_About this exercise_. Find the string "child" in the records. Copy every line it appears in.

======== Data under study

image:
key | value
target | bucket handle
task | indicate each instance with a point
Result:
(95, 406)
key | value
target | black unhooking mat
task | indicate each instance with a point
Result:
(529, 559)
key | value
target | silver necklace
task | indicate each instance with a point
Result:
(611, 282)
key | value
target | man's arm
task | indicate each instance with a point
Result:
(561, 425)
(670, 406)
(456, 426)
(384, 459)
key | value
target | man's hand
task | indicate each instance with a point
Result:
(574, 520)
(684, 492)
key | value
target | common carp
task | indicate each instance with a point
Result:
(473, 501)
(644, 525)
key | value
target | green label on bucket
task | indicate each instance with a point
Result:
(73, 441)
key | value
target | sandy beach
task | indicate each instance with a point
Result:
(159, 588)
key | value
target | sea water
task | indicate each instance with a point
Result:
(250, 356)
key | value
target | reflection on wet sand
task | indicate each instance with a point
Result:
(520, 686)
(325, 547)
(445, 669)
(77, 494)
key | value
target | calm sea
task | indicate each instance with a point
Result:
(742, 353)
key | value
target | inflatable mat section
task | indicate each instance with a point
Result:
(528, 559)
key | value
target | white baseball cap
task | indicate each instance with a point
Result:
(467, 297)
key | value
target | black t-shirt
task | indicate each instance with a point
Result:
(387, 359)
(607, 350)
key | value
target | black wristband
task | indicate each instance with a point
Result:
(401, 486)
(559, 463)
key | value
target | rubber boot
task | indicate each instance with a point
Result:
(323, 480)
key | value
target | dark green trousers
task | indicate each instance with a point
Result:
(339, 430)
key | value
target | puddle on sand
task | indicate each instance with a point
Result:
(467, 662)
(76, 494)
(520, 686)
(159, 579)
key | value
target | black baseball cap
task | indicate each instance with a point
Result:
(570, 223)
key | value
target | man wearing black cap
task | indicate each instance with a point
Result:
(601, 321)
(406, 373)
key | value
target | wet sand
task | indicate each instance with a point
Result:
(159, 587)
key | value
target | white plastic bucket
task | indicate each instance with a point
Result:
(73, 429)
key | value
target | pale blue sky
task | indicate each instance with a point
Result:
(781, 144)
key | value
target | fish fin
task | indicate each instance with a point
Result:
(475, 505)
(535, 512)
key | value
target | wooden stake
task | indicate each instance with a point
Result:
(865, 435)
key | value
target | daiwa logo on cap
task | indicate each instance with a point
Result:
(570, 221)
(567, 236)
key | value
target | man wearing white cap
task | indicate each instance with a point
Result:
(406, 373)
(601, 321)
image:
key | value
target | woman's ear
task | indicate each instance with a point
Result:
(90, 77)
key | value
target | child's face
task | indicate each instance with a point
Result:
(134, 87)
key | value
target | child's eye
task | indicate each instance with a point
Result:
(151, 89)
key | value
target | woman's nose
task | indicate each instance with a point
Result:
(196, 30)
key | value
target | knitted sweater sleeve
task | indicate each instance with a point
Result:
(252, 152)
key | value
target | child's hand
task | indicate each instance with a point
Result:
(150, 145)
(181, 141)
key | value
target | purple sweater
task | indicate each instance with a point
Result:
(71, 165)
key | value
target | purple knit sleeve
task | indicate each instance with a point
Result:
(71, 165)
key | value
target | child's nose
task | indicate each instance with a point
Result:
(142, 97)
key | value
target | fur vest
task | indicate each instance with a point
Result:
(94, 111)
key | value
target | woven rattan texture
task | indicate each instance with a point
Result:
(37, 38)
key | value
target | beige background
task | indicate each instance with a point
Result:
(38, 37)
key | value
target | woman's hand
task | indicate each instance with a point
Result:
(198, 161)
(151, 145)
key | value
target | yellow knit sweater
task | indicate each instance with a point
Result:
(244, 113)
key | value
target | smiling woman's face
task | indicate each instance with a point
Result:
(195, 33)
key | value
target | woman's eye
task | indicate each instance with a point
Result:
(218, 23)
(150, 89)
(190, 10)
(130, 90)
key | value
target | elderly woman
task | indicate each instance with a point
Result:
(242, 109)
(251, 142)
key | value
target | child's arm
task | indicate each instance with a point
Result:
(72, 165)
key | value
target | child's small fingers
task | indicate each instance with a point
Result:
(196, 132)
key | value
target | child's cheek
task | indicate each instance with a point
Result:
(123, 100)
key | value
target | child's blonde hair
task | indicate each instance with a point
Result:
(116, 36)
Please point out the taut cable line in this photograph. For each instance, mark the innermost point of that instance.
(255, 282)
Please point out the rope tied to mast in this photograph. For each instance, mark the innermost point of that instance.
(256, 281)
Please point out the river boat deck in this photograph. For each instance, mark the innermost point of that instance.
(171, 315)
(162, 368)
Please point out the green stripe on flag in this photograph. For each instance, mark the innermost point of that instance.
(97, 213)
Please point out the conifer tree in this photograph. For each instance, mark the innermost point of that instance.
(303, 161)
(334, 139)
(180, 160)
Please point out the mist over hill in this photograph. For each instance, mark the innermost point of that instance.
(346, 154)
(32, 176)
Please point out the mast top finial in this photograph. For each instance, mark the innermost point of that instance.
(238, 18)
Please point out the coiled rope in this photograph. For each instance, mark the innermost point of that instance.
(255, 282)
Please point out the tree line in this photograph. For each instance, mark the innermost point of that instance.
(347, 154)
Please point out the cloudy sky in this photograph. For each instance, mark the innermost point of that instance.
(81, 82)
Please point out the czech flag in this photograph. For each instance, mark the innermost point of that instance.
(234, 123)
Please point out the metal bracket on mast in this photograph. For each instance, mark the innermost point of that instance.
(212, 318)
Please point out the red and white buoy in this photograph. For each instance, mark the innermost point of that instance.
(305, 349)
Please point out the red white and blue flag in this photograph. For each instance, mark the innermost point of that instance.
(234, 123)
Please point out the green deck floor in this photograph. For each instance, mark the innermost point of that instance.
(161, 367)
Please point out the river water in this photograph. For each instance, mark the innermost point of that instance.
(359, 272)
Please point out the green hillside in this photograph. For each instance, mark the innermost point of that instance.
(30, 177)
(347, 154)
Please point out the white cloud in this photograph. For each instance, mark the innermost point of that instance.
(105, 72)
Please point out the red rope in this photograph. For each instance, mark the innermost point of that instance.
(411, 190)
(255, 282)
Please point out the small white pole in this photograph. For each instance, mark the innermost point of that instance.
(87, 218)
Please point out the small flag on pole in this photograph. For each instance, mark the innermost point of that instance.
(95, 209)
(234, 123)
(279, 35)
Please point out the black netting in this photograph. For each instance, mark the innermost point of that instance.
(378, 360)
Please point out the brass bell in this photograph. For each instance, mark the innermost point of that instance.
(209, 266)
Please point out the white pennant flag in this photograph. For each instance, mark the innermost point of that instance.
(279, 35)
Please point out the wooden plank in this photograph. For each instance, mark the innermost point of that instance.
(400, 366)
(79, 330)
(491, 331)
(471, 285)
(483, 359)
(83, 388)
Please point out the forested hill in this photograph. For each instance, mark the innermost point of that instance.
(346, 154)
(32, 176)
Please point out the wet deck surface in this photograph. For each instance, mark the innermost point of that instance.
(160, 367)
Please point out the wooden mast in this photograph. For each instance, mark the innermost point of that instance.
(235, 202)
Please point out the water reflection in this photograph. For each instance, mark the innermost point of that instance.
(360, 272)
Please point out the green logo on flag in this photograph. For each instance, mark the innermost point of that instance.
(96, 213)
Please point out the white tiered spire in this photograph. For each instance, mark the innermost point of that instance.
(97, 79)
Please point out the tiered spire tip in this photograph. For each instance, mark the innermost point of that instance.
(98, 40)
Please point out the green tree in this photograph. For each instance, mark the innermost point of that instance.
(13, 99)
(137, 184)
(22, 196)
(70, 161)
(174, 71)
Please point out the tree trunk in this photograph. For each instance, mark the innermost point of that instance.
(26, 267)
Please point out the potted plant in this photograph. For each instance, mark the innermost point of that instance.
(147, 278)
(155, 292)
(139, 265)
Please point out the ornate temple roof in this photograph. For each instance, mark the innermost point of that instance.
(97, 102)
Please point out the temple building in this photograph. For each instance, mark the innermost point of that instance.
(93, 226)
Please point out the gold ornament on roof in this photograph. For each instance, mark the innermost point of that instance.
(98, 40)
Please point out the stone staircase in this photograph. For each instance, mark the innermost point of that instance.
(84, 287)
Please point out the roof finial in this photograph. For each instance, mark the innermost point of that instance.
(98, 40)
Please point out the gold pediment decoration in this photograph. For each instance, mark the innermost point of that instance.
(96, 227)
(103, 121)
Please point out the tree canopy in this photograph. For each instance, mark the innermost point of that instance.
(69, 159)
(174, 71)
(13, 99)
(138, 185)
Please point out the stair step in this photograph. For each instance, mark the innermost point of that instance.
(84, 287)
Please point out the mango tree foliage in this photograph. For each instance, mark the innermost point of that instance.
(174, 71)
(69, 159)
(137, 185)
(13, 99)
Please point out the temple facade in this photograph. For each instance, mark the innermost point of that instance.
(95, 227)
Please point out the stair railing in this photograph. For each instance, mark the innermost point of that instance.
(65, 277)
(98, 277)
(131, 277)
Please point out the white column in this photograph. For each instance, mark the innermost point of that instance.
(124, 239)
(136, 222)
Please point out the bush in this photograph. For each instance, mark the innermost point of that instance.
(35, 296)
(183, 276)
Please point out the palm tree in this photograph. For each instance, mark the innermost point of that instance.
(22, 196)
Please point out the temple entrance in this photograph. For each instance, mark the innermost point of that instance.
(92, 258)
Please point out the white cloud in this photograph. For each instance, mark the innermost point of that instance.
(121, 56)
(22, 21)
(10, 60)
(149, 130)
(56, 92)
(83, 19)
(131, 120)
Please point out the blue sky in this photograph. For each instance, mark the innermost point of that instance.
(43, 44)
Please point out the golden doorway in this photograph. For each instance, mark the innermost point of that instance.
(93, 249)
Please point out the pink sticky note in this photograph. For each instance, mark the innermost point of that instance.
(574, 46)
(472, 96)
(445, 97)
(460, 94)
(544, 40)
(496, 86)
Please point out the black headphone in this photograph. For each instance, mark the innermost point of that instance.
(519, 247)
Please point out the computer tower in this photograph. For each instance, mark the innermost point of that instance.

================

_Response_.
target | child's face
target | child's eye
target | child's hand
target | child's nose
target | child's arm
target | child's small fingers
target | child's cheek
target | child's blonde hair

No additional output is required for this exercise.